:: Record excerpts

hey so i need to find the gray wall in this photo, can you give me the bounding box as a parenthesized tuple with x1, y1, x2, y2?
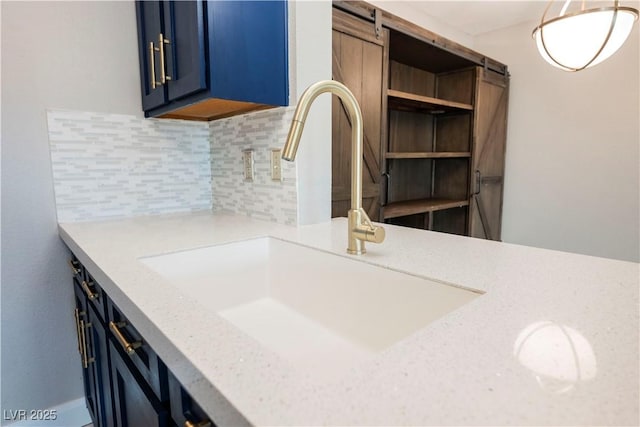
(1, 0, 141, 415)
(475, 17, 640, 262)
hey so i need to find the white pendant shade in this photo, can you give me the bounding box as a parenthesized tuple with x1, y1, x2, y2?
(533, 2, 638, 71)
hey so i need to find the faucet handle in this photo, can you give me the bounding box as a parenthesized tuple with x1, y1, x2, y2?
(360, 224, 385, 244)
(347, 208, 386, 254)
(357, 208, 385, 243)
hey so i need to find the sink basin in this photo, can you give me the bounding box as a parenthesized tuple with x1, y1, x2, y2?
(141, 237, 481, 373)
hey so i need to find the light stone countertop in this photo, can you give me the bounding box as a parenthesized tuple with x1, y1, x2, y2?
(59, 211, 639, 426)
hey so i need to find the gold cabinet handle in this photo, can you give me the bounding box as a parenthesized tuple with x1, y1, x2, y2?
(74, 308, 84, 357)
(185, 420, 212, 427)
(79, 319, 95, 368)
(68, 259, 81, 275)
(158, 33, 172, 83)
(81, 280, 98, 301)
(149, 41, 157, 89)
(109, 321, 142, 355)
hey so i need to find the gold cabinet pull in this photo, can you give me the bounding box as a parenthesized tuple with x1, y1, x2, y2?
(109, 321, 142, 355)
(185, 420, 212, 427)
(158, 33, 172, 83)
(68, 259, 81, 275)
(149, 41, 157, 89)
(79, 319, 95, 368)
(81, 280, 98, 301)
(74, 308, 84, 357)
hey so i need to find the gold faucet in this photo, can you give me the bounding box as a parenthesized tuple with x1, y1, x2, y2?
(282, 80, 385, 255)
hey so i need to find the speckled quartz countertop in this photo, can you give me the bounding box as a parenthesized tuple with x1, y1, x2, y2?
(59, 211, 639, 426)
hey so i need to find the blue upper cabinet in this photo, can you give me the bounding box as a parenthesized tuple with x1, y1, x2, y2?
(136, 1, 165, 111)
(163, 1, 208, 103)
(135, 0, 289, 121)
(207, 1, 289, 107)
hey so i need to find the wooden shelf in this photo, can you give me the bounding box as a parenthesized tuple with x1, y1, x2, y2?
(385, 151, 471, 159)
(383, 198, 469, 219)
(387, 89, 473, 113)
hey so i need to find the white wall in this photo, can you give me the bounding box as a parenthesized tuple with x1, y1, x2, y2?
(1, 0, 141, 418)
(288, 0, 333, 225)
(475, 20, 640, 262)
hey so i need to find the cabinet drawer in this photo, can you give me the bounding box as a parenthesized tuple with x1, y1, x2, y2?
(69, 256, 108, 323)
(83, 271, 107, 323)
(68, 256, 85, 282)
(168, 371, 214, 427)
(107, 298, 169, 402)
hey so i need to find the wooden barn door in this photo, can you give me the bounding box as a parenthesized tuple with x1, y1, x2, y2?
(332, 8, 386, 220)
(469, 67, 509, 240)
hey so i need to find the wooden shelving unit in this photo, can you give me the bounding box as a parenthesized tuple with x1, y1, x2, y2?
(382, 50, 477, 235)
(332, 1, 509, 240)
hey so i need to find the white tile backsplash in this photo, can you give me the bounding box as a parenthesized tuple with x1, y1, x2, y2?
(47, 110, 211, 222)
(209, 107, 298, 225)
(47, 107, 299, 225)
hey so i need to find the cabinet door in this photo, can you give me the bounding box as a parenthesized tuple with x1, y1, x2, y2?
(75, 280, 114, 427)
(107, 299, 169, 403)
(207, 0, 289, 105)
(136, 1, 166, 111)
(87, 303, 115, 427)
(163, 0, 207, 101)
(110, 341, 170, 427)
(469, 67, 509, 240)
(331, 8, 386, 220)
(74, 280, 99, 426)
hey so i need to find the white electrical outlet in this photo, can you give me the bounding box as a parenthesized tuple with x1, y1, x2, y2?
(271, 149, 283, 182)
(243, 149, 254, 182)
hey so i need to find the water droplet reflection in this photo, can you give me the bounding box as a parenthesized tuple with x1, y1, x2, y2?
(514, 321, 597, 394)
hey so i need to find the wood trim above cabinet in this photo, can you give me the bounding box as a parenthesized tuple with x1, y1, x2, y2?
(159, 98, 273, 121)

::::

→ **Task description**:
Skip the pictures and output all entries exactly.

→ **Task result**:
hey so i need to find the gray wall in this photo, can you give me the bounding box as a parenthesized tuple with x1, y1, x2, y2?
(1, 0, 141, 415)
(475, 17, 640, 262)
hey so i need to find the white pendant shade in this photo, can you give me the bounding box as a parenthesized tuple with x1, y1, x2, y2?
(533, 2, 638, 71)
hey so i need to find the faucet handle in this photo, can you give me the bounding box as a parenthesized tuple with x1, y1, x2, y2?
(360, 224, 385, 244)
(347, 208, 386, 254)
(357, 208, 385, 243)
hey so i need to find the sink basin in this photo, can you give me the bounding box as a parenthesized tuple with x1, y1, x2, y2?
(141, 237, 481, 373)
hey so i need to find the light stone countertop in this photo, can you give me the bounding box as a parenthesized tuple with x1, y1, x2, y2?
(59, 211, 639, 426)
hey so i need to find the gold cabinet handle in this photo, can you give me the bounding box as a parenthesized tuple with x1, y1, x2, y2?
(74, 308, 84, 357)
(185, 420, 212, 427)
(79, 319, 95, 368)
(68, 259, 81, 275)
(158, 33, 172, 83)
(81, 280, 98, 301)
(149, 41, 157, 89)
(109, 321, 142, 355)
hey so i need to find the gold cabinet pull in this photo, can you give me the bounding box as a parenthesized tuple with x1, y1, x2, y2?
(109, 321, 142, 355)
(185, 420, 212, 427)
(158, 33, 172, 83)
(68, 259, 81, 275)
(149, 41, 157, 89)
(79, 319, 95, 368)
(81, 280, 98, 301)
(74, 308, 84, 357)
hey so i need to find the gold faucet in this photo, can you give me the bounding box as a parenthesized tuple with x1, y1, x2, y2?
(282, 80, 385, 255)
hey so i need to find the speckled quartz countertop in this photo, can you give me the bounding box as a parenthesized tuple with x1, y1, x2, y2?
(59, 211, 639, 426)
hey so i need to find the blue upper cabinet in this photo, can you give me the bounding box as a parenthesized tuple with x1, y1, x2, y2?
(136, 1, 165, 111)
(163, 1, 208, 103)
(135, 0, 289, 121)
(207, 1, 289, 107)
hey so i need to find the wooden shelf in this photo, can you give me the bounding box as a parenthesized tuple with x1, y1, x2, y2?
(385, 151, 471, 159)
(383, 198, 469, 219)
(387, 89, 473, 113)
hey so i need to find the white wall in this photo, can you give me the bounding box as a parenthesized tuple with x1, y1, x2, y2?
(1, 0, 141, 418)
(288, 0, 333, 225)
(475, 20, 640, 262)
hey so i need to find the cabinet drawer in this photo, can you give me the bounding box as a parenthesized tuple with x1, y1, x2, y2?
(69, 256, 108, 323)
(83, 271, 107, 323)
(68, 256, 85, 282)
(168, 371, 214, 427)
(107, 298, 169, 402)
hey so i need to find the wooden barn door in this photo, can you give me the bounding box as a parenthesized tuple with x1, y1, x2, y2?
(332, 8, 386, 220)
(469, 67, 509, 240)
hey so i need to find the wooden shelving unit in this photo, can you give me the bounding box as a parenthesized tuple with x1, y1, x2, y2?
(382, 50, 477, 235)
(332, 1, 509, 240)
hey so i need to find the white tile backsplash in this photo, can you give me the bounding box as a parenthesized tuple with x1, y1, x2, y2?
(47, 110, 211, 222)
(209, 107, 298, 225)
(47, 107, 299, 225)
hey so i need to find the cabinet door in this photo, can you give me the bounding box as a parenthesized tuple with x1, y1, x2, y2?
(75, 280, 114, 427)
(107, 299, 169, 403)
(207, 0, 289, 105)
(136, 1, 166, 111)
(87, 303, 115, 427)
(163, 0, 207, 101)
(110, 341, 170, 427)
(469, 67, 509, 240)
(331, 8, 386, 220)
(74, 280, 99, 426)
hey so i need to find the white electrical outlet in this photo, can you give me the bounding box as a parenthesized tuple with x1, y1, x2, y2?
(271, 149, 283, 182)
(243, 149, 254, 182)
hey so i need to find the water droplet reflection in this photo, can you give me the bounding box as a parenthesized tuple with x1, y1, x2, y2?
(514, 321, 597, 394)
hey so i need to find the wood trim above cabinet in this photo, can you give me the bounding box as a parenthesized tuple with x1, y1, x2, y2?
(159, 98, 273, 121)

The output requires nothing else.